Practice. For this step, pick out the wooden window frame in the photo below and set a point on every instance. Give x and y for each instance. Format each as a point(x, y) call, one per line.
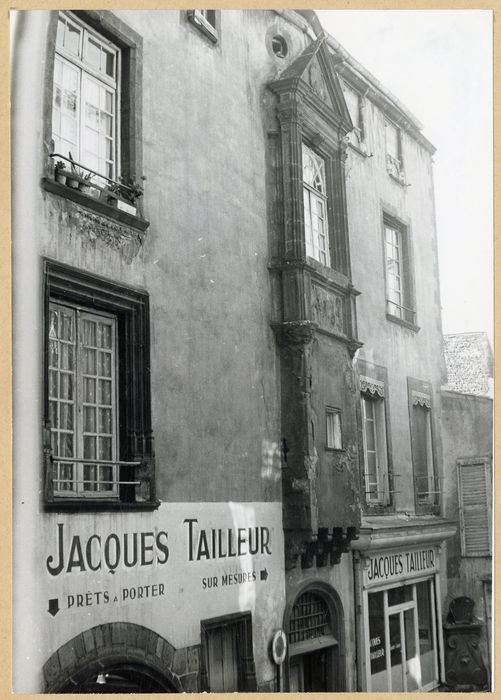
point(487, 507)
point(87, 71)
point(129, 164)
point(420, 394)
point(314, 196)
point(373, 385)
point(357, 137)
point(383, 497)
point(78, 480)
point(406, 315)
point(246, 665)
point(394, 164)
point(331, 411)
point(65, 284)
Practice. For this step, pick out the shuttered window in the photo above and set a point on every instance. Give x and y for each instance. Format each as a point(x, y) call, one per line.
point(474, 508)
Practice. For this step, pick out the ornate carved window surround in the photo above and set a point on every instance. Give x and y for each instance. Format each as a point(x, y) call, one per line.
point(130, 307)
point(311, 109)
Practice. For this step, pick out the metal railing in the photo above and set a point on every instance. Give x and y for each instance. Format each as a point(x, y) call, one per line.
point(400, 311)
point(113, 188)
point(96, 483)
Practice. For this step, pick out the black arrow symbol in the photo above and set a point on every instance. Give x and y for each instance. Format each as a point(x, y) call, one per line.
point(53, 606)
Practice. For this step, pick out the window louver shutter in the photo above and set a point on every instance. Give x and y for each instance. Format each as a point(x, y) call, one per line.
point(474, 510)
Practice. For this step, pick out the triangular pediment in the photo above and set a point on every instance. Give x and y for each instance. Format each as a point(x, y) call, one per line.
point(314, 68)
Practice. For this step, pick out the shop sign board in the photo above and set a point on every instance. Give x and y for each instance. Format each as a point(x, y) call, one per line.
point(384, 567)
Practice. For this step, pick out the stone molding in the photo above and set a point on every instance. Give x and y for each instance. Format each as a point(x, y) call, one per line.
point(328, 309)
point(118, 236)
point(117, 643)
point(294, 333)
point(371, 386)
point(420, 399)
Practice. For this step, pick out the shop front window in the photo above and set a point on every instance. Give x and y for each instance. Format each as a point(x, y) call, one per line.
point(402, 644)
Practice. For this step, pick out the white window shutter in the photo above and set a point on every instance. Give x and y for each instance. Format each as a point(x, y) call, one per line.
point(474, 509)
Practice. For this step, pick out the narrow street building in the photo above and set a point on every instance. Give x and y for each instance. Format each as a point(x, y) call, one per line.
point(228, 459)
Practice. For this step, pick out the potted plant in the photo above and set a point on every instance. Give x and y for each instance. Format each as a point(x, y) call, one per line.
point(124, 194)
point(84, 182)
point(60, 173)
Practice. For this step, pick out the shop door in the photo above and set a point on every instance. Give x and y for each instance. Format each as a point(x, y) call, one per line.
point(311, 672)
point(405, 663)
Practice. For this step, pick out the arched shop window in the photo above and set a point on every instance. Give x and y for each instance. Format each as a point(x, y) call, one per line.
point(121, 678)
point(313, 645)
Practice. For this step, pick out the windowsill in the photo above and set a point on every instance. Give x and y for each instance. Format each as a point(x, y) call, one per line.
point(78, 504)
point(377, 509)
point(361, 151)
point(401, 322)
point(199, 21)
point(95, 205)
point(399, 180)
point(427, 510)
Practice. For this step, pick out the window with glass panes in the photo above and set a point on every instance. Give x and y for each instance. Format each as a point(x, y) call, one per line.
point(375, 450)
point(315, 206)
point(402, 638)
point(394, 163)
point(394, 272)
point(354, 103)
point(85, 97)
point(83, 409)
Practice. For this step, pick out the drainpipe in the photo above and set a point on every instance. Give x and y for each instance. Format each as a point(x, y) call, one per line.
point(359, 620)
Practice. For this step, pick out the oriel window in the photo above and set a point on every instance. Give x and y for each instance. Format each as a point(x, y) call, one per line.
point(315, 206)
point(85, 121)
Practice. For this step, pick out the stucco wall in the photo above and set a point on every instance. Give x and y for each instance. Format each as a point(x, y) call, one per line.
point(404, 352)
point(214, 367)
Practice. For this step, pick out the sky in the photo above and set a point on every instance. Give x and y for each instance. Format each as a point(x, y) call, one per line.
point(439, 64)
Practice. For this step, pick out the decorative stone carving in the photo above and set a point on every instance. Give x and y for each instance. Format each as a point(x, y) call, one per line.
point(420, 399)
point(316, 80)
point(126, 240)
point(294, 333)
point(371, 386)
point(328, 310)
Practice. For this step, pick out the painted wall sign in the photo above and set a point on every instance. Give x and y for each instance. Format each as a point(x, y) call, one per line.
point(384, 567)
point(165, 570)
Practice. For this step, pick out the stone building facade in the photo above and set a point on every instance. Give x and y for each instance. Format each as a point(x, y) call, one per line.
point(228, 467)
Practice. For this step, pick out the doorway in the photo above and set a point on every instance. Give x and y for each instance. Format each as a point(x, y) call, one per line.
point(314, 644)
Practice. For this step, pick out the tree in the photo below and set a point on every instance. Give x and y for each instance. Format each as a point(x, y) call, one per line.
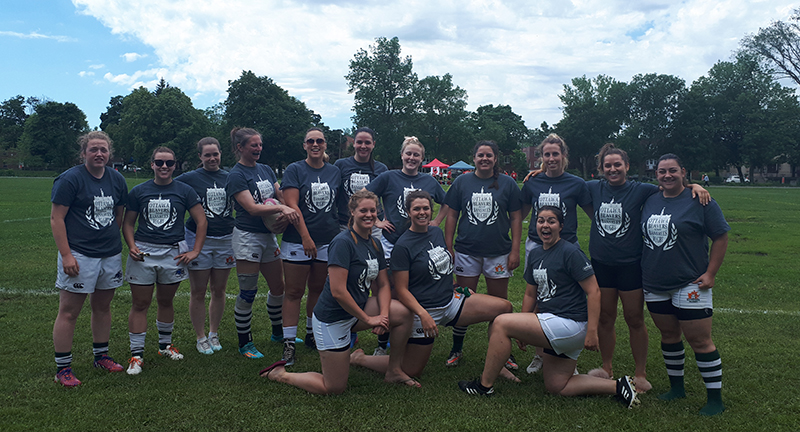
point(383, 85)
point(50, 135)
point(259, 103)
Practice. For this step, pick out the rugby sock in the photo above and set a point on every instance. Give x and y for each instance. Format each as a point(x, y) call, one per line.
point(459, 333)
point(164, 334)
point(275, 311)
point(710, 367)
point(674, 358)
point(63, 360)
point(99, 349)
point(137, 344)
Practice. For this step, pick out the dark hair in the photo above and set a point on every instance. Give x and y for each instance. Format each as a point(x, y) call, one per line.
point(496, 167)
point(372, 135)
point(240, 136)
point(608, 149)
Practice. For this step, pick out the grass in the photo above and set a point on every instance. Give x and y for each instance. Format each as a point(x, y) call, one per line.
point(757, 321)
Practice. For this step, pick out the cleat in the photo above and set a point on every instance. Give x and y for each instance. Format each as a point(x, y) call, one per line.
point(214, 342)
point(66, 378)
point(626, 392)
point(170, 352)
point(511, 363)
point(250, 351)
point(108, 364)
point(472, 388)
point(288, 353)
point(535, 366)
point(204, 347)
point(135, 365)
point(454, 358)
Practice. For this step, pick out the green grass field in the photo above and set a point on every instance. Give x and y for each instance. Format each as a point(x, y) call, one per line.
point(757, 322)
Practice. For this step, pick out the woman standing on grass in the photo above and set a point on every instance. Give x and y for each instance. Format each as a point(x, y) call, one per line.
point(355, 263)
point(86, 214)
point(212, 267)
point(678, 275)
point(157, 255)
point(489, 205)
point(309, 187)
point(561, 283)
point(255, 247)
point(615, 244)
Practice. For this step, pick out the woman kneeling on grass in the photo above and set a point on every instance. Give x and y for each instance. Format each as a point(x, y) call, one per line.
point(423, 278)
point(559, 279)
point(355, 262)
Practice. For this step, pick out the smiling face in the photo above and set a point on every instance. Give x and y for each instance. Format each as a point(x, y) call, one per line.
point(615, 169)
point(210, 157)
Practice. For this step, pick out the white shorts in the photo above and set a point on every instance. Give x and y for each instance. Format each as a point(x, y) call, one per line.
point(255, 247)
point(93, 274)
point(688, 297)
point(217, 252)
point(566, 336)
point(444, 315)
point(159, 267)
point(330, 336)
point(294, 253)
point(490, 267)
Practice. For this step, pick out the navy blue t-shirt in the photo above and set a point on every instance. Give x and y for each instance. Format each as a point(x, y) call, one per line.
point(566, 192)
point(557, 273)
point(355, 176)
point(676, 232)
point(616, 235)
point(91, 224)
point(260, 182)
point(393, 187)
point(161, 211)
point(484, 223)
point(217, 204)
point(429, 265)
point(363, 259)
point(318, 188)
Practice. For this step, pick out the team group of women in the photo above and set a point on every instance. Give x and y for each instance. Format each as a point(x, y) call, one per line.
point(355, 228)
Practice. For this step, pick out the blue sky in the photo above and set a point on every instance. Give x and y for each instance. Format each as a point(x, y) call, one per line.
point(513, 52)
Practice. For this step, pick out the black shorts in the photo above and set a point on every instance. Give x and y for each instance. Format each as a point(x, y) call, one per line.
point(623, 277)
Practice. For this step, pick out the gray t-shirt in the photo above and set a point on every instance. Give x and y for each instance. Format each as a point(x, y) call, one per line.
━━━━━━━━━━━━━━━━━━━━━━━━━━━━━━
- Instructions to follow: Every line from the one containing "Practice. For this step, pick out the black shorts" through the last line of the entries should be output exactly; nothing else belongs in the reply.

- Response to the task:
Practice. For this step, pick out the black shorts in the photo above and set a point on every instance. Give x and y for each instance. Format each as a point(x, y) call, one per line.
point(623, 277)
Practice. For this step, pick out the gray t-shirt in the photo above and set a point on every instance. Give x and y for each instance. Format each as a point(x, y) call, one per line.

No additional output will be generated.